Re[Haskell-cafe] duction Sequence of simple Fibonacci sequence implementation

Bulat Ziganshin bulat.ziganshin at gmail.com
Fri Aug 28 06:10:43 EDT 2009


Hello staafmeister,

Friday, August 28, 2009, 1:54:38 PM, you wrote:

it just works other way. imagine a whole haskell program as a graph.
i.e. expression 1+2, for example, forms a node with (=) in its root
and 1 and 2 as its subtrees. computation of program is a series of
graph reductions, replacing nodes with results, f.e. 1+2 => 3

this graph can share computations in only one way - when you give
sharec node a name and use this name twice. for example, the following

sum[1..1000] + prod[1..1000]

don't share anything, but this

let list = [1..1000]
in sum list + prod list

share the list. performing sharing via explicit naming common
subexpressions is the only way to memoize results

you imagine something highly inefficient like storing results of every
computation ever done. are you think it really makes a sense?

○ ○ ○ ○ ○

Required work ->
1) Reproduce the passage of the mailing-list post on graph reduction between "sum[1..1000] + prod[1..1000]" and "makes a sense?", inclusive.
2) List every line of the records that contains the word "woman".

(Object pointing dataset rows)
○ ○ ○ ○ ○

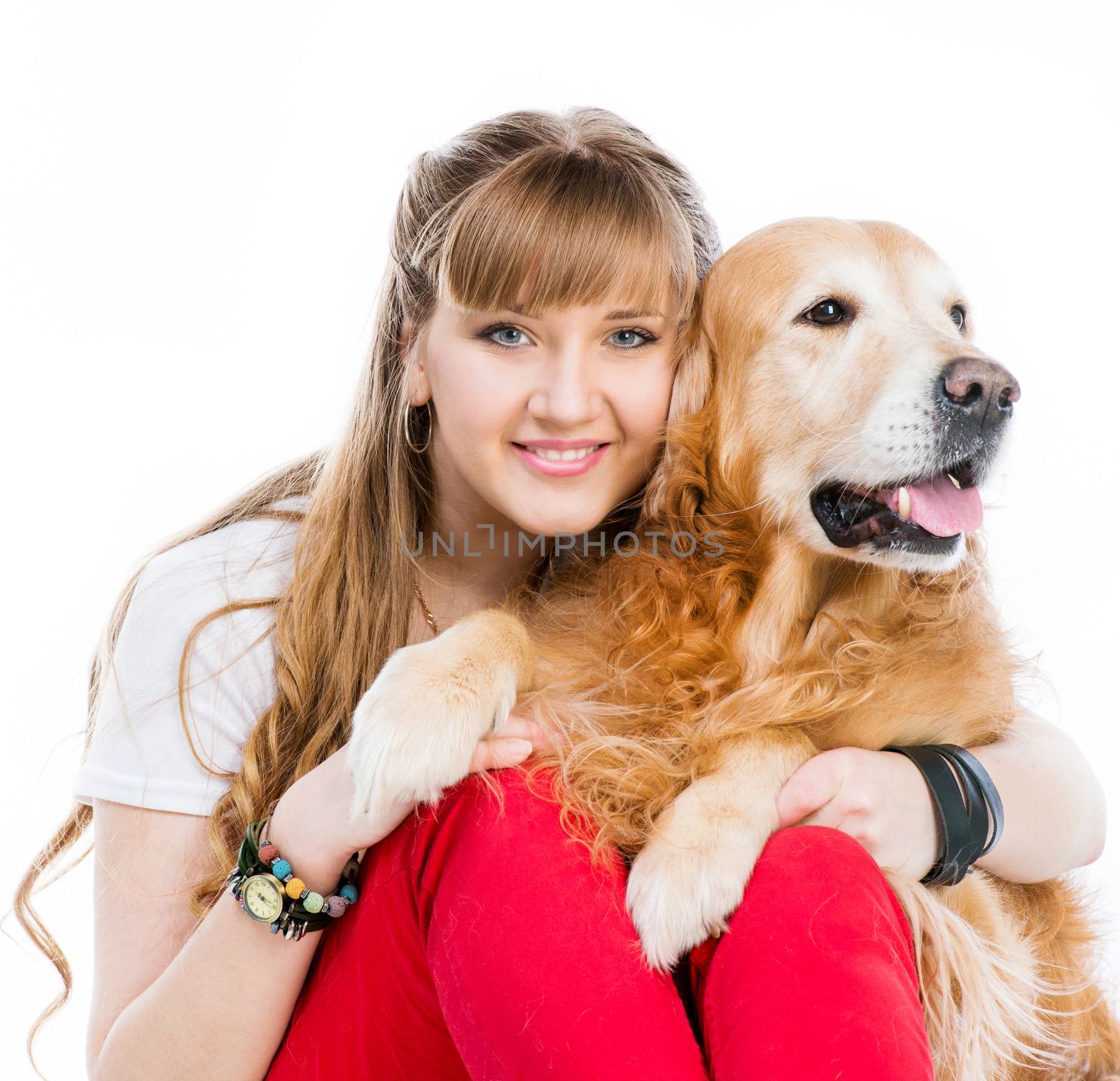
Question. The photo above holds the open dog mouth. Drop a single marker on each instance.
(924, 515)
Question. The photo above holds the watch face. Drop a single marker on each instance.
(262, 898)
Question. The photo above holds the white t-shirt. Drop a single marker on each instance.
(140, 754)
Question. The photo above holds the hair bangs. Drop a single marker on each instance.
(558, 231)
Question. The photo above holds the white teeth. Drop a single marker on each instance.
(565, 455)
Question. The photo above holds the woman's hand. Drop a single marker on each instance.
(878, 797)
(312, 821)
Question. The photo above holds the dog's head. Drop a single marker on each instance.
(849, 400)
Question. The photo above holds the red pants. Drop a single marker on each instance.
(484, 946)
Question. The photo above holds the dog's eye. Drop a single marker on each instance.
(827, 313)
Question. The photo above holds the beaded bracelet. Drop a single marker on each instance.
(266, 888)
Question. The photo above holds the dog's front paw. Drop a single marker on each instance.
(690, 877)
(417, 727)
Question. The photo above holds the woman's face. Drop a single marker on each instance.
(512, 395)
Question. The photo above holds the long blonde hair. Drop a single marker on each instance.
(596, 204)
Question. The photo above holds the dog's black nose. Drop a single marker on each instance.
(978, 390)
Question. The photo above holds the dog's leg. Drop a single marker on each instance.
(414, 731)
(692, 872)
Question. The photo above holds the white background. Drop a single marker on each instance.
(194, 211)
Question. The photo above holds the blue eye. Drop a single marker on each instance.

○ ○ ○ ○ ○

Expected results ->
1)
sum[1..1000] + prod[1..1000]

don't share anything, but this

let list = [1..1000]
in sum list + prod list

share the list. performing sharing via explicit naming common
subexpressions is the only way to memoize results

you imagine something highly inefficient like storing results of every
computation ever done. are you think it really makes a sense?

2)
Question. The photo above holds the woman's hand. Drop a single marker on each instance.
Question. The photo above holds the woman's face. Drop a single marker on each instance.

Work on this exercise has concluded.